» **SUAS INSTRUÇÕES**
Repita, sem nenhuma alteração, as linhas que vão do início dos dados até a linha que contém "[(458, 221)]", incluindo as duas extremidades.

(Entradas de anotação de coordenadas)
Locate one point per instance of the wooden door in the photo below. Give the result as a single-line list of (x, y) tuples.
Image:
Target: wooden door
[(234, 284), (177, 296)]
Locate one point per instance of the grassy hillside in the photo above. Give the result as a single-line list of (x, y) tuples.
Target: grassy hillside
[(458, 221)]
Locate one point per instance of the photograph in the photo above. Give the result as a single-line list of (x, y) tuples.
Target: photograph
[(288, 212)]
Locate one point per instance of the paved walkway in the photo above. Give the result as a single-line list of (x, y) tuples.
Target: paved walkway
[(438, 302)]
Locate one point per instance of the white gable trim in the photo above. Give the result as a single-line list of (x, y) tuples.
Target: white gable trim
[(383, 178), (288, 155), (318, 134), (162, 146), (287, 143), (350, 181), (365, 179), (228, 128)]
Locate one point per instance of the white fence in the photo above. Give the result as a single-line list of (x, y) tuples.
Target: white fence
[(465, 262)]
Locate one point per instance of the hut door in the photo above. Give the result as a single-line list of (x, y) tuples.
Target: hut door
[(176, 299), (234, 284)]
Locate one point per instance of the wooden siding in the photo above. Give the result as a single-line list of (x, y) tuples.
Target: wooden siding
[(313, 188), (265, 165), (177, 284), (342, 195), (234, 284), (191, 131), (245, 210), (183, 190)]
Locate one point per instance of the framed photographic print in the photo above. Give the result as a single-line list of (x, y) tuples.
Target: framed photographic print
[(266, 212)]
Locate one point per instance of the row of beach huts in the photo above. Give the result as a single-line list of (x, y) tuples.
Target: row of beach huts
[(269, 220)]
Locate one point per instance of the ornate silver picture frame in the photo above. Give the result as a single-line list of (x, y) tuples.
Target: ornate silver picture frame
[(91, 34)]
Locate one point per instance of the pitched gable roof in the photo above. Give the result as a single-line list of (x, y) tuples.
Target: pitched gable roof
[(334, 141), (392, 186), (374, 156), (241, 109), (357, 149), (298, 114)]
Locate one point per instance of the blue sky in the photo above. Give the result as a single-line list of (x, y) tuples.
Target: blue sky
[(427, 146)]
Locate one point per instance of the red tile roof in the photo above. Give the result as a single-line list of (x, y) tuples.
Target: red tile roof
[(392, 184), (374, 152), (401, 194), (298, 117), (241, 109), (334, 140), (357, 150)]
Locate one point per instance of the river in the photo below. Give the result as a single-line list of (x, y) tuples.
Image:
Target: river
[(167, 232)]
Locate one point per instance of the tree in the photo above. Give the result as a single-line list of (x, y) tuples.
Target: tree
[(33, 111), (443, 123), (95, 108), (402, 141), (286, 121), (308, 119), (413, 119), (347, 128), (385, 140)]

» **RESULTADO DO EXERCÍCIO**
Locate one point per instance of the wooden door in the photo below. Give the result as a single-line list of (x, y) tuples.
Image:
Target: wooden door
[(234, 284), (177, 296)]
Locate one point per instance of the grassy hillside in the photo above. Give the result as a single-line list of (x, y) tuples.
Target: grassy hillside
[(458, 221)]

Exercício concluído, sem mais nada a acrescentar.